▸ WRITTEN INSTRUCTION
Write out, precisely and in full, each line of the material.

++++++

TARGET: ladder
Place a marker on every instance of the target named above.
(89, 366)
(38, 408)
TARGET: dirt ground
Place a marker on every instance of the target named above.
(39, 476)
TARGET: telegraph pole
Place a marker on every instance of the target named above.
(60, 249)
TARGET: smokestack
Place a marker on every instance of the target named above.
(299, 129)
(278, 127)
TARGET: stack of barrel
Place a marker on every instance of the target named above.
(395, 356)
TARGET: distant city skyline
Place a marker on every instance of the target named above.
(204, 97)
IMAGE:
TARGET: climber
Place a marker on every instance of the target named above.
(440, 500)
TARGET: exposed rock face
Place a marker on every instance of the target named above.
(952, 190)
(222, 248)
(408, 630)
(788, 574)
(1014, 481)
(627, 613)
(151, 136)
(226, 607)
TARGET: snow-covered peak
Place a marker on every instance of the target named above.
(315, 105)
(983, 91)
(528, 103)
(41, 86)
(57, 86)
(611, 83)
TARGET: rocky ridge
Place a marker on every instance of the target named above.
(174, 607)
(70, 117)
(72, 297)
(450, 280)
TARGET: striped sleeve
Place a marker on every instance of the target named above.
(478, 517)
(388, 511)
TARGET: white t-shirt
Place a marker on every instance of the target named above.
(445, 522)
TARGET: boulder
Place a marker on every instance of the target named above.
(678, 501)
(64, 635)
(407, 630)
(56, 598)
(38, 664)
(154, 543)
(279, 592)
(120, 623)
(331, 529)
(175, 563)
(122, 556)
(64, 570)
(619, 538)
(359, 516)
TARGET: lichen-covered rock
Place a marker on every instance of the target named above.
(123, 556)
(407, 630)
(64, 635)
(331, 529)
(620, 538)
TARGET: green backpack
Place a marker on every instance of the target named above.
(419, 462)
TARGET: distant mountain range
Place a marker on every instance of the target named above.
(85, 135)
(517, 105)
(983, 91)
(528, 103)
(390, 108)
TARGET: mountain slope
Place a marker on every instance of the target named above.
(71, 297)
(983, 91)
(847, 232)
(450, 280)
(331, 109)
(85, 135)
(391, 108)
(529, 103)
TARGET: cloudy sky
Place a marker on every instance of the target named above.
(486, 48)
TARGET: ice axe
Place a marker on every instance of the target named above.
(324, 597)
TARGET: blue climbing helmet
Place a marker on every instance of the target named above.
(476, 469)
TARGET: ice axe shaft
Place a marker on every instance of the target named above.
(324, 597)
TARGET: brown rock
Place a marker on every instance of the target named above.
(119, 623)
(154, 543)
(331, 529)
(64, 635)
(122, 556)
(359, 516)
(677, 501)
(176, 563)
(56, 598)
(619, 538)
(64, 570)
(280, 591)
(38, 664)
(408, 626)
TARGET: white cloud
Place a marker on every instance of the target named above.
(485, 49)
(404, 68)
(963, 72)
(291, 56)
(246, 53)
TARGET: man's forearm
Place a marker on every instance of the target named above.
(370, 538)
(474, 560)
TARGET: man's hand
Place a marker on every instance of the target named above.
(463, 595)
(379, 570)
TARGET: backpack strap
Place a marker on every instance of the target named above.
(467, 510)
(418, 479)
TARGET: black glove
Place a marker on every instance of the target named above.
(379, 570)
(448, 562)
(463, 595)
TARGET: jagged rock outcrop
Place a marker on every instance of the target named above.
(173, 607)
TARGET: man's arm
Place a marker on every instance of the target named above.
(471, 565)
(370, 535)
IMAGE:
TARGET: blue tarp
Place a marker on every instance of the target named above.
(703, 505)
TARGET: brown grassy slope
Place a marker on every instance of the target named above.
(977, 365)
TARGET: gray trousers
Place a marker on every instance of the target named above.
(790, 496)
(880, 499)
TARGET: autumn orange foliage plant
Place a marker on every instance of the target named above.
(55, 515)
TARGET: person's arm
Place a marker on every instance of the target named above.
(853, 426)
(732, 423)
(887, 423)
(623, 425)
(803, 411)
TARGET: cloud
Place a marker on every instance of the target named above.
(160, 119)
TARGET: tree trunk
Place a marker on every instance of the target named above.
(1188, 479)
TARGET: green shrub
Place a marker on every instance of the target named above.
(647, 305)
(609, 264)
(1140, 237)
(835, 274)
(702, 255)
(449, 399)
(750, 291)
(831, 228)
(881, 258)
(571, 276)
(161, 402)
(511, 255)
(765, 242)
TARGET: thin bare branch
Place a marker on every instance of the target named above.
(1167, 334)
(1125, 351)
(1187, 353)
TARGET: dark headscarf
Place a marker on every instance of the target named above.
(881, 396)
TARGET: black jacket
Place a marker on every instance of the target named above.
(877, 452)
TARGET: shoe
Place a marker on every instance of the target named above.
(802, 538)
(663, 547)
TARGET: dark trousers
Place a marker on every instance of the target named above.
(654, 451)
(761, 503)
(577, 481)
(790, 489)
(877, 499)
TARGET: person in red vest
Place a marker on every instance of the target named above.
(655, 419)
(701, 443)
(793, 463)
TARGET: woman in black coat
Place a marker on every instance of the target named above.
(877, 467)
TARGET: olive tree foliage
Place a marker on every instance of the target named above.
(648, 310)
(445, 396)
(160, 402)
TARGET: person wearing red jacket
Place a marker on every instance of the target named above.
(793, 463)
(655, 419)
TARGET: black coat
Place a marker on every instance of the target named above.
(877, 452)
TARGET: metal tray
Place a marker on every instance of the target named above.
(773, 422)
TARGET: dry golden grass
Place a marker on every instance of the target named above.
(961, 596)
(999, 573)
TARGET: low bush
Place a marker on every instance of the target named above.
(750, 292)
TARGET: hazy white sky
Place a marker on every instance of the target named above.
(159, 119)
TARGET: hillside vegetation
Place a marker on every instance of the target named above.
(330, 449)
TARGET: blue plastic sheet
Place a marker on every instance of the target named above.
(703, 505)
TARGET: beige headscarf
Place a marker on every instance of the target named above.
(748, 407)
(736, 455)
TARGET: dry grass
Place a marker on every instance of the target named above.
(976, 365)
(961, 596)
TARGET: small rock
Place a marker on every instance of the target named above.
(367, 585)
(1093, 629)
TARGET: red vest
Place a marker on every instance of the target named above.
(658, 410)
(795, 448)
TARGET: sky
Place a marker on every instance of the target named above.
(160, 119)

++++++

▸ RESULT
TARGET: ladder
Place a marker on every instance of the target named above.
(89, 366)
(38, 408)
TARGET: dirt ground
Place a marker on every instance of the target named above.
(39, 476)
TARGET: telegraph pole
Place a marker on every instance of the target named above.
(60, 249)
TARGET: smokestack
Place a marker on every instance of the target named above.
(299, 129)
(278, 127)
TARGET: stack of barrel
Place a marker on every instance of the target named above.
(395, 356)
TARGET: distant city skyline
Place a marker on every instance of the target named above.
(204, 97)
IMAGE:
TARGET: climber
Place a marker on every instance of the target named above.
(440, 500)
TARGET: exposed rock face
Place a marker on every instance of the target named above.
(952, 190)
(222, 248)
(408, 630)
(788, 574)
(1014, 481)
(627, 613)
(151, 136)
(226, 607)
TARGET: snow-covered peak
Place a marker on every instance of the target named above.
(315, 105)
(983, 91)
(528, 103)
(41, 86)
(57, 86)
(611, 83)
TARGET: rocky ridge
Place a marker on every instance of the target named above.
(174, 607)
(70, 117)
(72, 297)
(450, 280)
TARGET: striped sleeve
Place a marker on every instance of the target named above.
(478, 517)
(388, 511)
TARGET: white t-shirt
Place a marker on every instance of the target named above.
(445, 522)
TARGET: boulder
Place a marker on every instance of the target named above.
(678, 501)
(64, 635)
(407, 630)
(56, 598)
(38, 664)
(154, 543)
(279, 592)
(120, 623)
(331, 529)
(175, 563)
(122, 556)
(64, 570)
(619, 538)
(359, 516)
TARGET: lichen-covered rock
Place a marker on every instance of the target named above.
(123, 556)
(407, 630)
(64, 635)
(331, 529)
(620, 538)
TARGET: green backpack
Place a marker on every instance of the target named above.
(419, 462)
TARGET: distant mountain range
Place a marker on every instance of the target named above.
(85, 135)
(517, 105)
(983, 91)
(528, 103)
(390, 108)
TARGET: mountain slope
Place a marker on every instance of the target named above.
(71, 297)
(983, 91)
(847, 232)
(450, 280)
(331, 109)
(85, 135)
(391, 108)
(529, 103)
TARGET: cloudy sky
Place a marker on every instance of the target named above.
(486, 48)
TARGET: ice axe
Place a marker on every instance of the target named above.
(324, 597)
TARGET: blue climbing helmet
Place a marker on every instance of the target named above.
(476, 469)
TARGET: ice axe shaft
Place a marker on every instance of the target named above.
(324, 597)
TARGET: brown rock
Place a marker on every instance of the target named above.
(119, 623)
(154, 543)
(331, 529)
(64, 635)
(122, 556)
(359, 516)
(677, 501)
(176, 563)
(56, 598)
(619, 538)
(64, 570)
(280, 591)
(38, 664)
(408, 626)
TARGET: white cloud
Place a marker on every instance of the target named above.
(485, 49)
(404, 68)
(963, 72)
(291, 56)
(246, 53)
TARGET: man's forearm
Place a marker on every instance of the target named above.
(370, 538)
(474, 560)
TARGET: man's hand
Place a marker on every instance of the target named above.
(463, 595)
(379, 570)
TARGET: backpack strap
Place a marker on every instance of the target named above.
(467, 510)
(418, 479)
TARGET: black glove
Place a marker on every instance of the target named above.
(379, 570)
(448, 562)
(463, 595)
TARGET: jagged rock outcrop
Place a marker on every instance of the target named above.
(173, 607)
TARGET: man's arm
Place a marker on every instance of the target named above.
(471, 565)
(370, 535)
IMAGE:
TARGET: blue tarp
Place a marker on every instance of the target named above.
(703, 505)
TARGET: brown grassy slope
Place a marker on every instance of the target named above.
(977, 365)
TARGET: gray trousers
Place a marker on every instance of the target named above.
(790, 496)
(880, 499)
TARGET: autumn orange foliage plant
Place a marker on every instance of the target named above.
(55, 515)
TARGET: person's arm
Place a marker on every instance of the target named above.
(853, 426)
(732, 423)
(887, 423)
(623, 425)
(803, 411)
TARGET: cloud
Place a marker on every instance of the target named above.
(160, 119)
TARGET: tree trunk
Place a marker on every instance of the target named above.
(1188, 479)
TARGET: green shrub
Place a marker on every instance of the target named above.
(647, 305)
(609, 264)
(1140, 237)
(835, 274)
(702, 255)
(449, 399)
(750, 291)
(831, 228)
(881, 258)
(571, 276)
(161, 402)
(511, 255)
(765, 242)
TARGET: thin bare branch
Place a marker on every instance of the target named above.
(1167, 334)
(1125, 351)
(1187, 353)
TARGET: dark headscarf
Place a marker on every instance of the target named above.
(881, 396)
TARGET: black jacket
Place a marker on every instance of the target named above.
(877, 452)
TARGET: shoe
Place a marker on every instance of the target named above.
(802, 538)
(663, 547)
TARGET: dark trousers
Place a marker on every instance of the target named above.
(654, 451)
(761, 503)
(577, 481)
(790, 489)
(877, 499)
TARGET: person in red vest
Place a marker on every instance of the target named above.
(655, 419)
(701, 443)
(793, 463)
TARGET: woman in black coat
Place a marker on every instance of the target named above.
(877, 467)
TARGET: olive tree foliage
Place a marker on every instance of the target named above.
(648, 310)
(445, 396)
(160, 402)
TARGET: person wearing red jacket
Place a marker on every instance of the target named above.
(793, 463)
(655, 419)
TARGET: black coat
Place a marker on every instance of the target named above.
(877, 452)
TARGET: metal tray
Place a marker on every instance of the target named above.
(773, 422)
TARGET: dry golden grass
Place a marker on every instance of the target named above.
(961, 596)
(999, 573)
TARGET: low bush
Place a marker on every instance of the target named above.
(750, 292)
TARGET: hazy white sky
Place a marker on every instance of the target named above.
(159, 119)
TARGET: hillside vegetation
Place a marker on every instance of the target named above.
(330, 449)
TARGET: blue plastic sheet
Place a marker on every instance of the target named above.
(703, 505)
TARGET: beige headscarf
Place a marker on every instance of the target named above.
(748, 407)
(736, 455)
TARGET: dry grass
Place a marker on every instance of the target named above.
(976, 365)
(961, 596)
TARGET: small rock
Place a marker on every instance of the target named above.
(367, 585)
(1093, 629)
TARGET: red vest
Place a marker on every instance of the target named above.
(658, 410)
(795, 448)
TARGET: sky
Place a marker on every instance of the target named above.
(160, 119)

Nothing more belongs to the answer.